> _Written request_: Rewrite every line of the records below as a JSON list of strings, one string per line, leaving out blank lines.

--- BEGIN Exercise input ---

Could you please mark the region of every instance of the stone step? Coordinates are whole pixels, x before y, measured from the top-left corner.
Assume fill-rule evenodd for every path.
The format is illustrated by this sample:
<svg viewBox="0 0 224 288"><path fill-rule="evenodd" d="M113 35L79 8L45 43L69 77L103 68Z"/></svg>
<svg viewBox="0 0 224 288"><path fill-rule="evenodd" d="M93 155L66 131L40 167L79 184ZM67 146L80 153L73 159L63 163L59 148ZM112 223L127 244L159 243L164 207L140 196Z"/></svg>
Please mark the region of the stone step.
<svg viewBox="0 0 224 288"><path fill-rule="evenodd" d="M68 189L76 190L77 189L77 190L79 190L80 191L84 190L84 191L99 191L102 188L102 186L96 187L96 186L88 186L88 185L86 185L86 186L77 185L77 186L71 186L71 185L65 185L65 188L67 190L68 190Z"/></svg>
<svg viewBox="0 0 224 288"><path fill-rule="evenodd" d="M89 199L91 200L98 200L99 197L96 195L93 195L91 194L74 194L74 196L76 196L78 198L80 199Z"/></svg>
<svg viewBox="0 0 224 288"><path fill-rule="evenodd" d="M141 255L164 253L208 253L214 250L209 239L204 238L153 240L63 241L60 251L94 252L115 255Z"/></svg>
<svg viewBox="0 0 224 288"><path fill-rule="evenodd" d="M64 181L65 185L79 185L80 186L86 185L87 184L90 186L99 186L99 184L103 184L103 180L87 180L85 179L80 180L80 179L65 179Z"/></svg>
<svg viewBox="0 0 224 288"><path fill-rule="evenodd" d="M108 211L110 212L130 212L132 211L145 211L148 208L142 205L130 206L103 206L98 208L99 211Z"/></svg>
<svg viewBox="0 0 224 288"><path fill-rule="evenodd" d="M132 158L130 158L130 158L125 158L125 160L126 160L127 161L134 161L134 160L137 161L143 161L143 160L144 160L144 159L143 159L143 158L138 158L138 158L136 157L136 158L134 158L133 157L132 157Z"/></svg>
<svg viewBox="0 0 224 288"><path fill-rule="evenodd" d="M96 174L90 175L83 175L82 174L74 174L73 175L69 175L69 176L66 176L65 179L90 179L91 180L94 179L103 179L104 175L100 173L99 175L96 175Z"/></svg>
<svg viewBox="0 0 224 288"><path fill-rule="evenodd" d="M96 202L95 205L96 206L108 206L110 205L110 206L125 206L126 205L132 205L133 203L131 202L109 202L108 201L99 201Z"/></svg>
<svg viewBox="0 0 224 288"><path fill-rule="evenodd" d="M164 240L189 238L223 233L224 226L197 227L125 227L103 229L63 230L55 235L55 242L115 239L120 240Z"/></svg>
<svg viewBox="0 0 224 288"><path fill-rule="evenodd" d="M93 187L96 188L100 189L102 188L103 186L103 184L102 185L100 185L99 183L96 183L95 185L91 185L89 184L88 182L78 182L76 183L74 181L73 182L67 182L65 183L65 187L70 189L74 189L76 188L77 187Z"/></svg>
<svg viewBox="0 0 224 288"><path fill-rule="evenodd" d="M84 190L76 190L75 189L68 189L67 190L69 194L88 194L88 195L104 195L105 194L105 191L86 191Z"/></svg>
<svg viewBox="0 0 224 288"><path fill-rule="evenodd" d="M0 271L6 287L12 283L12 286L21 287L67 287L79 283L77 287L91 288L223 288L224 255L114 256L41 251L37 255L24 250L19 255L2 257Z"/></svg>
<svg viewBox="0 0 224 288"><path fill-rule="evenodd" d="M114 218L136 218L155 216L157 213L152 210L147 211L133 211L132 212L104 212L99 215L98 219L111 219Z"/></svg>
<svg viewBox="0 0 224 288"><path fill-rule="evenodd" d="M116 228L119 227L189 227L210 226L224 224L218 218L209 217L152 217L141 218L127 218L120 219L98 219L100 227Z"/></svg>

--- END Exercise input ---

> _Response to the exercise_:
[
  "Could you please mark the region of every instance of the stone step? Coordinates are whole pixels, x before y, measured from the top-left corner.",
  "Assume fill-rule evenodd for every path.",
  "The format is illustrated by this sample:",
  "<svg viewBox=\"0 0 224 288\"><path fill-rule=\"evenodd\" d=\"M113 35L79 8L45 43L69 77L103 68Z\"/></svg>",
  "<svg viewBox=\"0 0 224 288\"><path fill-rule=\"evenodd\" d=\"M93 155L66 131L40 167L79 184ZM67 146L80 153L73 159L63 163L59 148ZM112 223L127 244L159 243L164 207L140 196Z\"/></svg>",
  "Please mark the region of the stone step.",
  "<svg viewBox=\"0 0 224 288\"><path fill-rule=\"evenodd\" d=\"M68 189L76 190L77 189L77 190L79 190L80 191L84 190L84 191L99 191L102 188L102 186L96 187L96 186L88 186L88 185L86 185L86 186L77 185L77 186L71 186L71 185L65 185L65 188L67 190L68 190Z\"/></svg>",
  "<svg viewBox=\"0 0 224 288\"><path fill-rule=\"evenodd\" d=\"M89 199L91 200L98 200L99 197L96 195L93 195L91 194L74 194L74 196L76 196L78 198L80 199Z\"/></svg>",
  "<svg viewBox=\"0 0 224 288\"><path fill-rule=\"evenodd\" d=\"M141 255L164 253L208 253L214 250L209 239L204 238L153 240L63 241L60 251L94 252L115 255Z\"/></svg>",
  "<svg viewBox=\"0 0 224 288\"><path fill-rule=\"evenodd\" d=\"M64 181L65 185L79 185L80 186L86 185L87 184L90 186L99 186L99 184L103 184L103 180L87 180L85 179L80 180L80 179L65 179Z\"/></svg>",
  "<svg viewBox=\"0 0 224 288\"><path fill-rule=\"evenodd\" d=\"M108 211L110 212L130 212L132 211L145 211L148 208L142 205L130 206L103 206L98 208L99 211Z\"/></svg>",
  "<svg viewBox=\"0 0 224 288\"><path fill-rule=\"evenodd\" d=\"M132 158L130 158L130 158L125 158L125 160L126 160L127 161L134 161L134 160L137 161L143 161L143 160L144 160L144 159L143 159L143 158L138 158L138 158L136 157L136 158L134 158L133 157L132 157Z\"/></svg>",
  "<svg viewBox=\"0 0 224 288\"><path fill-rule=\"evenodd\" d=\"M96 174L90 175L83 175L82 174L74 174L73 175L69 175L69 176L66 176L65 179L90 179L91 180L94 179L103 179L104 175L100 173L99 175L96 175Z\"/></svg>",
  "<svg viewBox=\"0 0 224 288\"><path fill-rule=\"evenodd\" d=\"M96 202L95 205L96 206L108 206L110 205L110 206L125 206L126 205L132 205L133 203L131 202L109 202L108 201L99 201Z\"/></svg>",
  "<svg viewBox=\"0 0 224 288\"><path fill-rule=\"evenodd\" d=\"M164 240L189 238L223 233L224 226L197 227L125 227L103 229L63 230L55 235L55 242L115 239L120 240Z\"/></svg>",
  "<svg viewBox=\"0 0 224 288\"><path fill-rule=\"evenodd\" d=\"M93 187L96 188L100 189L102 188L103 186L103 184L102 185L100 185L99 183L96 183L95 185L91 185L89 184L88 182L78 182L76 183L74 181L73 182L67 182L65 183L65 187L70 189L74 189L76 188L77 187Z\"/></svg>",
  "<svg viewBox=\"0 0 224 288\"><path fill-rule=\"evenodd\" d=\"M84 190L76 190L75 189L68 189L67 190L69 194L88 194L88 195L104 195L105 194L105 191L86 191Z\"/></svg>",
  "<svg viewBox=\"0 0 224 288\"><path fill-rule=\"evenodd\" d=\"M0 271L6 287L12 283L12 286L21 287L67 287L79 283L77 287L91 288L223 288L224 255L114 256L41 251L37 255L24 250L19 255L2 257Z\"/></svg>",
  "<svg viewBox=\"0 0 224 288\"><path fill-rule=\"evenodd\" d=\"M114 218L136 218L155 216L157 213L152 210L147 211L133 211L132 212L104 212L99 215L98 219L111 219Z\"/></svg>",
  "<svg viewBox=\"0 0 224 288\"><path fill-rule=\"evenodd\" d=\"M116 228L119 227L189 227L210 226L224 224L218 218L209 217L152 217L141 218L127 218L120 219L98 219L100 227Z\"/></svg>"
]